** Opening TASK INPUT block **

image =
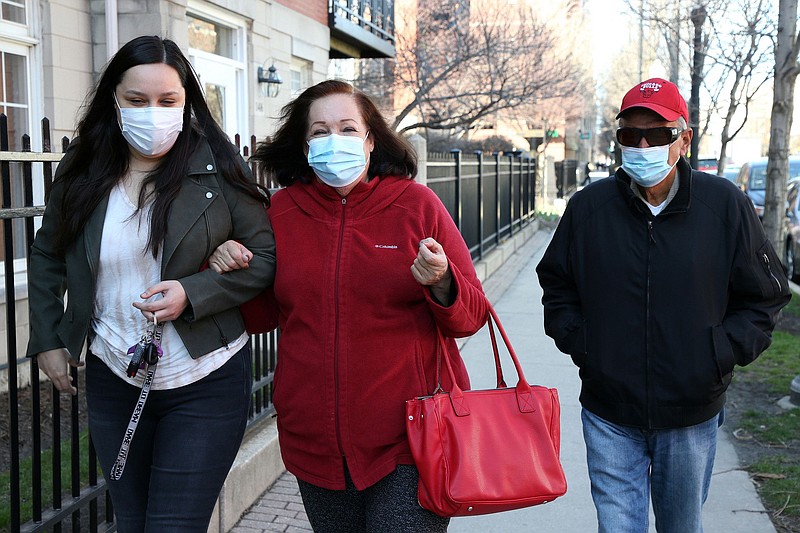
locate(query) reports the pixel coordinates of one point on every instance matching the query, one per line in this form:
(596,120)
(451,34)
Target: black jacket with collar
(657,310)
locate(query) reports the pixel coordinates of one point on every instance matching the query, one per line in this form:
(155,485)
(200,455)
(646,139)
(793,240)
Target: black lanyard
(144,353)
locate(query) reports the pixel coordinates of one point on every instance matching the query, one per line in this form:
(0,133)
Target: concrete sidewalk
(733,505)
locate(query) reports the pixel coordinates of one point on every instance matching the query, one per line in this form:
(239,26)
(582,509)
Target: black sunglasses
(655,136)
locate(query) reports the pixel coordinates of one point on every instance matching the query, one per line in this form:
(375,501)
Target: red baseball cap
(658,95)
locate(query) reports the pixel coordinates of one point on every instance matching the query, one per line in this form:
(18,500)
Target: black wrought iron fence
(48,465)
(489,197)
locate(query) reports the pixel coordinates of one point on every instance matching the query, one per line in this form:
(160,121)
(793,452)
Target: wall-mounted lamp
(269,80)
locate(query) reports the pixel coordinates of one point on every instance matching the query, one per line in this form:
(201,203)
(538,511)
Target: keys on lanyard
(148,350)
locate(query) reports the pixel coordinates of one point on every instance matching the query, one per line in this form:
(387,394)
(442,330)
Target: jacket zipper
(769,270)
(336,334)
(222,337)
(652,240)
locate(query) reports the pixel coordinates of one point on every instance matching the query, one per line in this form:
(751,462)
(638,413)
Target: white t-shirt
(126,269)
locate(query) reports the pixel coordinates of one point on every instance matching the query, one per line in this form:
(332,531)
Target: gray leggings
(388,506)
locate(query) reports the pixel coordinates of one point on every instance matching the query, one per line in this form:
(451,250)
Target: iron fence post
(457,157)
(479,153)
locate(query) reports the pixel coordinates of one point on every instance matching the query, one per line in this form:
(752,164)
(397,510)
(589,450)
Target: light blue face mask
(646,166)
(338,160)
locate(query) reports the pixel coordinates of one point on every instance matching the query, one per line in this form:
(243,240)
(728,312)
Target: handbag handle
(457,398)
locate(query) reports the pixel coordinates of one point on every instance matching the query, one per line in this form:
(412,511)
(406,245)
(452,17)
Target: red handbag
(486,451)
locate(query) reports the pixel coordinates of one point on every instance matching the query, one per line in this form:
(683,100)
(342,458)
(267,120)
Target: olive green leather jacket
(206,212)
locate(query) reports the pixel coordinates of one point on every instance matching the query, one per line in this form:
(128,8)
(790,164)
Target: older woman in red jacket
(370,264)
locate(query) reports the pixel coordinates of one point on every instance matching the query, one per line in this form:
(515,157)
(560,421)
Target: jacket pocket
(723,354)
(574,343)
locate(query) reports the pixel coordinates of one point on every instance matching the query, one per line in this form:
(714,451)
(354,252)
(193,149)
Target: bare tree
(787,68)
(459,67)
(732,56)
(742,50)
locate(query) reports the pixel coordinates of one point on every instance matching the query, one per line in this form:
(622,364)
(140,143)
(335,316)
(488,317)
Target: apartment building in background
(52,51)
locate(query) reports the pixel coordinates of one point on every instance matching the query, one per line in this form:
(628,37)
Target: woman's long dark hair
(102,153)
(282,155)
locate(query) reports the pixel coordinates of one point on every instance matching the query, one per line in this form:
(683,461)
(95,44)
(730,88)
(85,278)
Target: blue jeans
(626,464)
(184,445)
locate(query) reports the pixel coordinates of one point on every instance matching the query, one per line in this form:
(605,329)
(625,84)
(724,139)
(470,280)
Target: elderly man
(657,283)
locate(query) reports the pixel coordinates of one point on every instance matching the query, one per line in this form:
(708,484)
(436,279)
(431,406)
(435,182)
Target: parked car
(792,251)
(707,164)
(752,179)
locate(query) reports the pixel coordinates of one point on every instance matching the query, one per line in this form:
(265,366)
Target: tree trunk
(786,70)
(698,19)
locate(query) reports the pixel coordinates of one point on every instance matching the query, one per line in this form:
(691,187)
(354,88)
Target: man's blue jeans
(185,444)
(626,464)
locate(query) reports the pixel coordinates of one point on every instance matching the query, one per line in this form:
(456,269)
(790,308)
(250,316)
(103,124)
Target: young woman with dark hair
(148,189)
(371,266)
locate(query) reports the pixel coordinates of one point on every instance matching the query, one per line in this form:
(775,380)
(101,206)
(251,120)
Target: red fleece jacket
(358,333)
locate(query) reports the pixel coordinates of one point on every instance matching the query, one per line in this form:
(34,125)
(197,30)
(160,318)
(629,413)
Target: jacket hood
(321,201)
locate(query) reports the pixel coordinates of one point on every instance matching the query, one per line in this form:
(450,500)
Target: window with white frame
(16,53)
(217,52)
(300,73)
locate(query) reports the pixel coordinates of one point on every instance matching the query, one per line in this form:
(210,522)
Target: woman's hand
(54,365)
(170,307)
(230,255)
(431,268)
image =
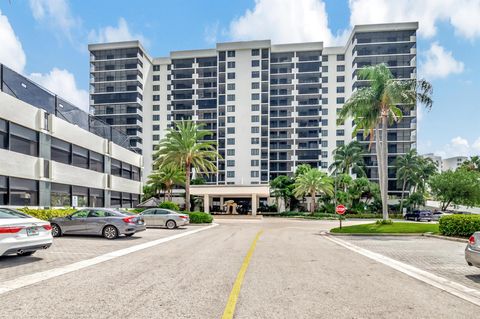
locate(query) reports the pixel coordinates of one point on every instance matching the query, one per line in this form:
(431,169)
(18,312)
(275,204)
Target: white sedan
(22,234)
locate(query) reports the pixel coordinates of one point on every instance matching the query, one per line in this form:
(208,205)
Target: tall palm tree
(313,182)
(348,159)
(382,103)
(168,176)
(184,145)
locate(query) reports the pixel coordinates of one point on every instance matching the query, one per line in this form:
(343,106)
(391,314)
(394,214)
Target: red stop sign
(340,209)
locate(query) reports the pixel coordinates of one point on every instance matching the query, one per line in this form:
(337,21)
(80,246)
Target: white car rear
(22,234)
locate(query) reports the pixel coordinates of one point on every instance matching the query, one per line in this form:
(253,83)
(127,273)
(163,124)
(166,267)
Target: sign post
(340,210)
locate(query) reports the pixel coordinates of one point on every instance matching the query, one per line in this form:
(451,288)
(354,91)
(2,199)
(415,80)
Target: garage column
(254,204)
(206,203)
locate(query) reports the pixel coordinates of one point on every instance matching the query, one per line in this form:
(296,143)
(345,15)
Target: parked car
(164,217)
(472,251)
(108,223)
(22,234)
(419,215)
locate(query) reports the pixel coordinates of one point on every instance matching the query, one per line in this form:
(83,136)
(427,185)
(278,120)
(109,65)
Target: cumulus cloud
(439,63)
(11,51)
(57,15)
(121,32)
(63,83)
(284,22)
(463,15)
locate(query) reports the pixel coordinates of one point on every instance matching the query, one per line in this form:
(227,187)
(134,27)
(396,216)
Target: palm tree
(184,145)
(382,103)
(313,182)
(168,176)
(348,159)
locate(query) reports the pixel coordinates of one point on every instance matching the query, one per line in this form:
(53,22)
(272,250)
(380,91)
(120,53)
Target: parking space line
(232,299)
(51,273)
(452,287)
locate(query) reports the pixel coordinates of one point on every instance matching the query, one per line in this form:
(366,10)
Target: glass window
(60,195)
(23,192)
(79,156)
(23,140)
(60,151)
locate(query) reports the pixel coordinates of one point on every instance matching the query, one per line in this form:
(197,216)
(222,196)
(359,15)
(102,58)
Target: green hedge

** Closing TASK INPUT block **

# WHAT TO PRODUCE
With the pictures dropped, give every entry above again exactly.

# ANSWER TO THE EXERCISE
image =
locate(query) reports the pixel coordinates of one point on every instance matching the query, one per line in this form:
(596,120)
(451,34)
Target: black jacket with collar
(657,310)
locate(query) reports the pixel coordinates of one point on every instance matching the query, one per line in this form:
(155,485)
(200,455)
(646,139)
(793,240)
Target: black lanyard
(144,353)
locate(query) reports the pixel coordinates of one point on every instance matching the query, one per line in this form:
(0,133)
Target: concrete sidewalk
(733,505)
locate(query) reports the pixel coordinates of one point on every instance matching the query, one per line in this form:
(239,26)
(582,509)
Target: black sunglasses
(655,136)
locate(query) reports the pixel coordinates of one point on every instance matching the query, one per line in this form:
(375,501)
Target: red baseball cap
(658,95)
locate(query) reports the pixel coordinates of one point on every instance matching the query, one per line in this form:
(18,500)
Target: black wrought iron fence
(48,465)
(489,197)
locate(query) reports the pixel coordinates of one point on every instance matching the query, one per line in this form:
(160,121)
(793,452)
Target: wall-mounted lamp
(269,80)
locate(query) reports the pixel coordinates of one point on every instance matching the query, one per line in this form:
(201,203)
(538,511)
Target: keys on lanyard
(148,350)
locate(query) reports the pixel coordinates of one point on every instance matching the query, one per line in this form:
(387,394)
(442,330)
Target: jacket zipper
(769,270)
(336,334)
(222,337)
(652,240)
locate(query) reports the pixel coordinates of one point on every instance matching the query, one per line in this form:
(751,462)
(638,413)
Target: white t-shirt
(126,269)
locate(query) reports the pixel coordinates of one point on every instance matching the query, one per line in this form:
(332,531)
Target: gray leggings
(388,506)
locate(query) reports the pixel coordinates of one point on every instance matching the query, one per line in this form:
(451,250)
Target: iron fence post
(457,157)
(479,153)
locate(query) reports the pixel coordinates of one point on every instance matching the query, one per line in this form:
(752,164)
(397,510)
(589,450)
Target: light blue face mask
(646,166)
(338,160)
locate(query) reports the pixel coordinates of one point on every instance matching the query, one per line in this form:
(243,240)
(728,312)
Target: handbag handle
(457,398)
locate(query) reports the pixel coordinates of one point on every instance matching the query, one per line in this form:
(412,511)
(406,245)
(452,17)
Target: red handbag
(486,451)
locate(query) reports the pixel coordinates of one point on every instance matching the query, one per line in this form:
(683,100)
(342,458)
(267,120)
Target: olive green leather jacket
(206,212)
locate(query) reports the pixel coordinates of one point on every instance matching the query, one per line in this form:
(128,8)
(790,164)
Target: older woman in red jacket
(370,264)
locate(query) reports the pixel coordinates of one point on every instance matching the query, one per line in this form:
(515,157)
(560,421)
Target: jacket pocket
(723,354)
(574,343)
locate(query) reports the pixel coordinates of one point on every instance matching the query, one per line in this form:
(714,451)
(354,252)
(193,149)
Target: bare tree
(787,68)
(459,67)
(732,56)
(742,50)
locate(query) reports the pixel coordinates of one point on every instance matching the query, one per line in this form:
(622,364)
(140,143)
(335,316)
(488,317)
Target: apartment building in background
(52,51)
locate(query) reports the pixel coordinates of one point on every instance matching the query, one per line in this form:
(628,37)
Target: woman's long dark hair
(102,153)
(282,155)
locate(query) reports the pixel coordinates of one point on every instance matching the query, one per line in this form:
(683,461)
(95,44)
(730,88)
(85,278)
Target: blue jeans
(626,464)
(184,445)
locate(query) reports the pixel coordinates of one point on every instance matching the query, one per line in this form:
(605,329)
(625,84)
(724,139)
(470,280)
Target: elderly man
(657,283)
locate(query) reports the pixel coordinates of one point on every instance matching the query, one per line in this form:
(708,484)
(436,279)
(431,406)
(435,182)
Target: parked car
(792,251)
(707,164)
(752,179)
locate(query) reports the pixel coordinates of one point on every instance matching the query, one per line in this form:
(265,366)
Target: tree trunk
(786,70)
(698,19)
locate(query) reports the pixel coordinates of one point on every instance matching the query, one per line in this form:
(691,187)
(354,88)
Target: man's blue jeans
(185,444)
(626,464)
locate(query) reports the pixel coordinates of one point on every instance matching the query, one per line in this form:
(456,269)
(790,308)
(250,316)
(103,124)
Target: young woman with dark hair
(148,189)
(371,266)
locate(query) reports the pixel coordinates of one point on every instance matching the query, one per line in this form:
(775,380)
(101,206)
(251,120)
Target: red fleece jacket
(358,333)
locate(query) reports the pixel coordinates of one point on every instance matching the query, one per line in this form:
(34,125)
(197,30)
(160,318)
(629,413)
Target: jacket hood
(321,201)
locate(query) reports the pixel coordinates of one point on every instance matching the query, one per line in this form:
(450,500)
Target: window with white frame
(16,53)
(217,52)
(300,73)
locate(query) reports the pixel coordinates of one point on every instance matching the query, one per line in this form:
(210,522)
Target: woman's hand
(54,365)
(170,307)
(230,255)
(431,268)
image =
locate(query) reports the pixel coordinates of one point on every instance matching the query, one per line in this form:
(431,169)
(18,312)
(275,204)
Target: white sedan
(22,234)
locate(query) reports the pixel coordinates of one point on every instance matching the query, one per line in this form:
(208,205)
Target: tall palm tree
(313,182)
(348,159)
(382,103)
(168,176)
(184,145)
locate(query) reports the pixel coordinates of one point on every instance matching the query, one per line in this form:
(343,106)
(391,314)
(394,214)
Target: red stop sign
(340,209)
locate(query) reports the pixel coordinates of one point on every instance matching the query, one per line in this form:
(337,21)
(80,246)
Target: white car rear
(22,234)
locate(query) reports the pixel coordinates of one point on every instance matching the query, one per line in this form:
(253,83)
(127,273)
(163,124)
(166,267)
Target: sign post
(340,210)
locate(query) reports the pixel coordinates of one point on every instance matching the query, one per line in this form:
(451,288)
(354,91)
(2,199)
(415,80)
Target: garage column
(254,204)
(206,203)
locate(query) reports the pixel coordinates of one point on every instance matching the query, one per line in this form:
(296,143)
(345,15)
Target: parked car
(164,217)
(472,251)
(108,223)
(22,234)
(419,215)
locate(query) reports the pixel coordinates of one point on every instance matching the query, one per line in this form:
(83,136)
(427,185)
(278,120)
(109,65)
Target: cumulus cloud
(439,63)
(11,51)
(57,15)
(121,32)
(63,83)
(284,22)
(463,15)
locate(query) reports the pixel coordinates of one point on every instance matching the query, one per line in this form:
(227,187)
(134,27)
(396,216)
Target: palm tree
(184,145)
(382,103)
(313,182)
(168,176)
(348,159)
locate(query) reports the pixel coordinates of one point on every instance matching the query, one per line in this form:
(53,22)
(272,250)
(380,91)
(120,53)
Target: parking space line
(232,299)
(51,273)
(452,287)
locate(query) reports the pixel coordinates of one point on every instance matching the query, one per line in this form:
(366,10)
Target: glass window
(60,195)
(23,192)
(79,156)
(23,140)
(60,151)
locate(query) reports the pixel coordinates of one point on every instance matching the query, one per line in this form:
(197,216)
(222,196)
(359,15)
(102,58)
Target: green hedge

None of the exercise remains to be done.